Margaret Thatcher's files as Prime Minister, 1985-86 (partly)
MT's Prime Ministerial files from 1985 and 1986 were released at the UK National Archives in Kew on 30 December 2014.
Unfortunately many 1986 files are missing. Within each year files are organised by subject - AEROSPACE, BROADCASTING, CANADA, etc - and for 1986 we only get up to MEXICO. Worse, many files from A-M are "temporarily retained". It looks as if officials simply ran out of time, struggling as they are to cope with the transition from a 30 to a 20 year rule.
Here are uploads of selected secret files from No.10, along with commentary focussing on the Westland affair, probably the most anticipated single element in the release
1985: Westland, Acts I-II
Not an easy one for you - Michael Heseltine's personal letter to MT, 23 Dec 1985
The relevant bits of Aerospace 1986 are temporarily retained, so one thing we do not get in full is the story of Westland affair, which was at its peak (if that is the word) between December 1985 and January 1986. If Westland was a five act play, we now have the first two Acts, which is enough at least to tell us that we are watching Hamlet rather than A Midsummer Night's Dream. There will be blood, bucketloads, but we are going to have to wait for it.
Perhaps though a Shakespearian analogy is the wrong one. On the evidence of the new files, one might better understand Westland as Yes Minister meets The Sopranos - ludicrous, but also deadly. Ministers slogged it out over procedure in best bureaucratic style, quarrelling over timetables, minutes, drafts, leaks, even whether a cabinet committee meeting had been cancelled or never called in the first place, a thing to which vast, all but incomprehensible, significance was attached at the time. On this last point, margaretthatcher.org scooped the press by examining the handwritten pencil original of the PM's engagement diary at the Cabinet Office using an LED light, which clearly shows where things were rubbed out. There were cancelled meetings that day, but none involved a cabinet committee or had any apparent connection to Westland at all.
------------
Task requirements —
A – Extract the passage from the text on Thatcher's prime ministerial files, beginning at the words "Here are uploads" and stopping after the words "wait for it.".
B – According to the text on Thatcher's prime ministerial files, on what date were the files from 1985 and 1986 released at the UK National Archives in Kew?
------------
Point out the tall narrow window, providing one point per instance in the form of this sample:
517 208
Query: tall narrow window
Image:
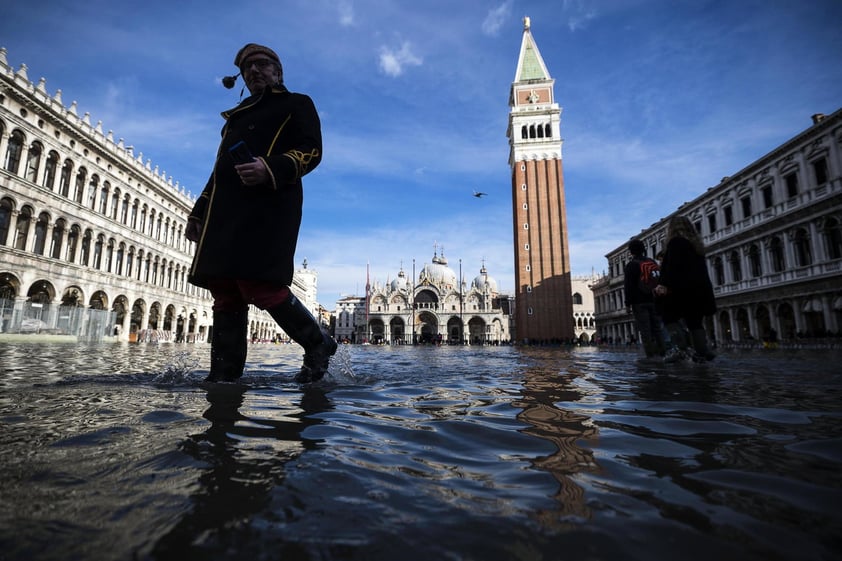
820 171
33 161
79 187
6 208
832 236
22 233
767 196
50 170
64 180
776 254
745 202
41 233
72 242
14 151
803 254
57 238
754 262
791 181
------------
Per-task outputs —
A –
Here are uploads of selected secret files from No.10, along with commentary focussing on the Westland affair, probably the most anticipated single element in the release
1985: Westland, Acts I-II
Not an easy one for you - Michael Heseltine's personal letter to MT, 23 Dec 1985
The relevant bits of Aerospace 1986 are temporarily retained, so one thing we do not get in full is the story of Westland affair, which was at its peak (if that is the word) between December 1985 and January 1986. If Westland was a five act play, we now have the first two Acts, which is enough at least to tell us that we are watching Hamlet rather than A Midsummer Night's Dream. There will be blood, bucketloads, but we are going to have to wait for it.

B – 30 December 2014.